Solicitud
Por favor, reescribe el tramo del fragmento que va desde "China no envía" hasta "ciencia del Gobierno.", sustituyendo "multitud" por "muchedumbre".

Fragmento
┏━━

China no envía a buscar mandarines a la cuna de Gengis Kan, que la conquistó.
Por el contrario, la América todo lo recibía de España que realmente la había
privado del goce y ejercicio de la tiranía activa, no permitiéndose sus
funciones en nuestros asuntos domésticos y administración interior. Esta
abnegación nos había puesto en la imposibilidad de conocer el curso de los
negocios públicos; tampoco gozábamos de la consideración personal que inspira
el brillo del poder a los ojos de la multitud, y que es de tanta importancia en
las grandes revoluciones. Lo diré de una vez, estábamos abstraídos, ausentes
del universo en cuanto era relativo a la ciencia del Gobierno.

┗━━

Material proporcionado

┏━━

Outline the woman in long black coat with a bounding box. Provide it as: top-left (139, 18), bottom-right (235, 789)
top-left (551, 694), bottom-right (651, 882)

┗━━

Resultado del ejercicio
China no envía a buscar mandarines a la cuna de Gengis Kan, que la conquistó.
Por el contrario, la América todo lo recibía de España que realmente la había
privado del goce y ejercicio de la tiranía activa, no permitiéndose sus
funciones en nuestros asuntos domésticos y administración interior. Esta
abnegación nos había puesto en la imposibilidad de conocer el curso de los
negocios públicos; tampoco gozábamos de la consideración personal que inspira
el brillo del poder a los ojos de la muchedumbre, y que es de tanta importancia en
las grandes revoluciones. Lo diré de una vez, estábamos abstraídos, ausentes
del universo en cuanto era relativo a la ciencia del Gobierno.